-- Data to examine --
★ ★ ★

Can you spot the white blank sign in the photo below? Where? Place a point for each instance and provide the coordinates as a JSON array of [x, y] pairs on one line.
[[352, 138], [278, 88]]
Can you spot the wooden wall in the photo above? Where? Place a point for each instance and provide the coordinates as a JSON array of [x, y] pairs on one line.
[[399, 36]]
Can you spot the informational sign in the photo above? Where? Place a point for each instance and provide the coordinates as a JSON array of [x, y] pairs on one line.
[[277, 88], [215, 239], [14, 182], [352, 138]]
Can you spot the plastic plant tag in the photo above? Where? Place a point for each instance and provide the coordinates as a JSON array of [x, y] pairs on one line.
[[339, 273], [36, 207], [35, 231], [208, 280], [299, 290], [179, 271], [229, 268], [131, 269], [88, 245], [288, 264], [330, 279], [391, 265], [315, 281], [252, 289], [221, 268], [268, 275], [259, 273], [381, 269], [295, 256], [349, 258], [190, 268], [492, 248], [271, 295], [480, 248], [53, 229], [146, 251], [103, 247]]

★ ★ ★

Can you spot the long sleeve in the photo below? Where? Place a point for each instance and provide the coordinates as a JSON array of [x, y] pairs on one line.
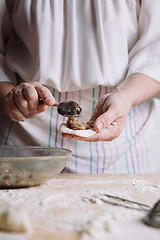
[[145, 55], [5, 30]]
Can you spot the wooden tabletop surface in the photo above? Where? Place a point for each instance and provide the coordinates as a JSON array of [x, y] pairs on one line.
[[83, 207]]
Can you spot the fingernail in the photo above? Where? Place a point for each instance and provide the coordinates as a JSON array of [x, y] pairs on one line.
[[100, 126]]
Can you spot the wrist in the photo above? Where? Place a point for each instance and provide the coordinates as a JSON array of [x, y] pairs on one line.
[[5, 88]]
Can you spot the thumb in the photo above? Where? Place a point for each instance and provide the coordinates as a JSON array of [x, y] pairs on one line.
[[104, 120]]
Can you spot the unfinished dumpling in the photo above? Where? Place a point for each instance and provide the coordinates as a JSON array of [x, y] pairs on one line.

★ ★ ★

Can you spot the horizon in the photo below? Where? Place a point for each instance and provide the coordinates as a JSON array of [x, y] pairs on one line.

★ ★ ★

-- About this exercise --
Begin with the line that has "Can you spot the fingernail" in the listing above and end after the line that has "Can you spot the unfinished"; output those lines exactly.

-- Answer box --
Can you spot the fingernail in the photo above? Where? Place a point for each instance and provide the coordinates as a JSON array of [x, y] pairs on one line.
[[100, 126]]
Can you spot the wrist in the photo above? Where? Place a point for each instance and provide the coordinates as a JSON array of [x, y] pairs on one line.
[[5, 88]]
Can you spot the thumb in the photo above? Where? Place a point for each instance and provide the coordinates as a JSON array of [x, y] pairs on one line.
[[104, 120]]
Can you spot the unfinished dumpling in the photo above? Where? Place a point for each instance and provide the coordinates as a JSON array of [x, y] pairs on one line.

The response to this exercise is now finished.